Data records:
○ ○ ○ ○ ○ ○ ○

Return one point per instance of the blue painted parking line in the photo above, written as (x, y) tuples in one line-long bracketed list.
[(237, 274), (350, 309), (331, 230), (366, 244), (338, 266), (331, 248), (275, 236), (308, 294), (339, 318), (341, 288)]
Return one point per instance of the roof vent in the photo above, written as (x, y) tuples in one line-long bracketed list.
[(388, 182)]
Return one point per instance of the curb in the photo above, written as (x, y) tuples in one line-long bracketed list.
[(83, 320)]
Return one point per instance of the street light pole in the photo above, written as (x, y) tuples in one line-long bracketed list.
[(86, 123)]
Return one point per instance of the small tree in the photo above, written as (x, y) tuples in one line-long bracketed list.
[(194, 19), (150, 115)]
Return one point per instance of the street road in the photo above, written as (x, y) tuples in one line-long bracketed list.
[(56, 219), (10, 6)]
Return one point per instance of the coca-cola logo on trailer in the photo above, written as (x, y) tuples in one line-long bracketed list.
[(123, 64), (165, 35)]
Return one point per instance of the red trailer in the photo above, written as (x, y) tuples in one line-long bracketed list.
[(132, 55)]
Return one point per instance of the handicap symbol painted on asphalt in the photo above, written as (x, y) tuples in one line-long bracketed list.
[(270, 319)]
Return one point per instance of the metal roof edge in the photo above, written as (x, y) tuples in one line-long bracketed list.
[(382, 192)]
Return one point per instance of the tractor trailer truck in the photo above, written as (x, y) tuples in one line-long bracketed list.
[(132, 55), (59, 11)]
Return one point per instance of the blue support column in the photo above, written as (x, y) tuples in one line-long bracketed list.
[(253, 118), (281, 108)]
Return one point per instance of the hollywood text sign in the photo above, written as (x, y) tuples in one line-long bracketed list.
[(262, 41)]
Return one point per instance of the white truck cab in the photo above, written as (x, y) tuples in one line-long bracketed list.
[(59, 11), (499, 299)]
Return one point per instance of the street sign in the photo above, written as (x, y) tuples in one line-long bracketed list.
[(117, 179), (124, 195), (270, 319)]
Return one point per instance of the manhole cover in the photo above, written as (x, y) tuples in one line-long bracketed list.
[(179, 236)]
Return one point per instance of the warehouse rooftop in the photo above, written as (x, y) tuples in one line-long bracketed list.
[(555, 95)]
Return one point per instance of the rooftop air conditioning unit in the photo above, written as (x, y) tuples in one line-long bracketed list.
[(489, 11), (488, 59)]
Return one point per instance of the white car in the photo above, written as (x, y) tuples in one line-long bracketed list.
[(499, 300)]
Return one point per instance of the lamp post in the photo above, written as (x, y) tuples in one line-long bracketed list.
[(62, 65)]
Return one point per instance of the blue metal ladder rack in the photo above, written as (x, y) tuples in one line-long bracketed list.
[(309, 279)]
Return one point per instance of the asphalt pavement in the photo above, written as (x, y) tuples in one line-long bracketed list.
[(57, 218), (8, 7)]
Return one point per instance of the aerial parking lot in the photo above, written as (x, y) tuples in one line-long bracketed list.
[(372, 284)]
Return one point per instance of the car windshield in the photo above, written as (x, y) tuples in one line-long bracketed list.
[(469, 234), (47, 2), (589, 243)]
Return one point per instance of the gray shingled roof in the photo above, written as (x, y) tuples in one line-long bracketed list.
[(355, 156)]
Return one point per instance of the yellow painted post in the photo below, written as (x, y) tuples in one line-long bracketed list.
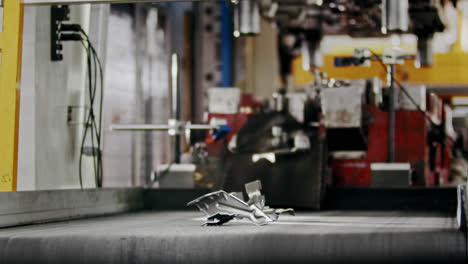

○ ○ ○ ○ ○ ○ ○

Prompt:
Reproduce every entry exactly, but omit each picture.

Solution:
Return one point per instance of the blue painted parking line in the photo above, written as (x, y) tuples in one line-long bracketed list.
[(237, 274), (350, 309), (331, 230), (366, 244), (338, 266), (331, 248), (275, 236), (308, 294), (339, 318), (341, 288)]
Return one point per instance of the roof vent in the photo above, written as (x, y) tuples in one line-long bracketed list.
[(388, 182)]
Return one point per instance of the curb in the photo above, written as (x, y) tuples in one line-long bracketed list.
[(83, 320)]
Return one point per instance of the street light pole in the photo above, written as (x, y) tuples in one line-long bracketed list.
[(86, 123)]
Return one point per instance of the small tree in the photo above, written as (x, y) tuples in one line-long bracketed list.
[(194, 19), (150, 115)]
Return one point per instance of the street road in the photo above, written as (x, y) tuples in one line-long bracketed list.
[(56, 219), (10, 6)]
Return one point per instance of the coca-cola logo on trailer in the photo above, written as (x, y) tuples in one line-long bracketed list.
[(123, 64), (165, 35)]
Return one point per instance of the red trailer in the photo above, written as (x, y) tuples in one line-long bracketed list.
[(132, 55)]
Return one point per instance of the handicap symbol painted on asphalt in the photo above, written as (x, y) tuples in one line-long bracketed list.
[(270, 319)]
Return one point per instance of the metal roof edge in the photo above, written as (x, y) tuples in one line-long bracketed list.
[(382, 192)]
Return one point per instance of the tractor trailer truck in the photo above, written as (x, y) tuples in one line-long bracketed list.
[(132, 55), (59, 11)]
Return one point per instance of the blue support column in the photo above, written as (x, y) tuples in one line-long bracketed list.
[(253, 118), (281, 108)]
Return one point per instance of the hollywood text sign in the photo above, written as (x, y) tuples in one line-long bracketed list.
[(262, 41)]
Return one point per instance of the white truck cab in the photo above, written as (x, y) tuples in one line-long bracketed list.
[(59, 11), (499, 299)]
Return one point per instance of the street sign in the photo above, written as (x, y) tuples in one line-long bracketed list.
[(117, 179), (124, 195), (270, 319)]
Return one point per instance of the manhole cover in the photo above, written as (x, y) tuples in one line-long bracketed list.
[(179, 236)]
Return one point per instance of the warehouse rooftop in the photo above, written as (x, y) tuples in one line-long bracketed list.
[(555, 95)]
Return one point per instance of the rooftop air conditioning unit in the photo above, written as (x, y) tuples in one line-long bracketed list.
[(489, 11), (488, 59)]
Return one point per instance of the white car in the photo above, written as (x, y) tuples in one line-long bracketed list.
[(499, 300)]
Return one point per instance of the lamp post in the photo above, written as (x, y) tuples in one line-long bracketed list.
[(62, 65)]
Return one point per instance of the blue metal ladder rack in the photo above, written as (x, y) tuples in one line-long bracketed list.
[(309, 279)]
Return one point per instance of the asphalt pavement in the photo above, written as (x, y) tuples in one line-long bracketed list.
[(57, 218), (8, 7)]
Return one point per instance of the aerial parking lot in the photo above, written as (x, y) tuples in one line-long bracketed list.
[(372, 284)]
Return one point per instance of the car windshield in the photo above, written as (x, y) tuples in one line-long bracketed list.
[(469, 234), (47, 2), (589, 243)]
Return one point per instance of the gray shingled roof in the photo above, written as (x, y) tuples in one line-long bracketed list.
[(355, 156)]
Return one point per instance of the yellow painted post in the photo below, written as (x, y) tuples in one line-long bracketed list.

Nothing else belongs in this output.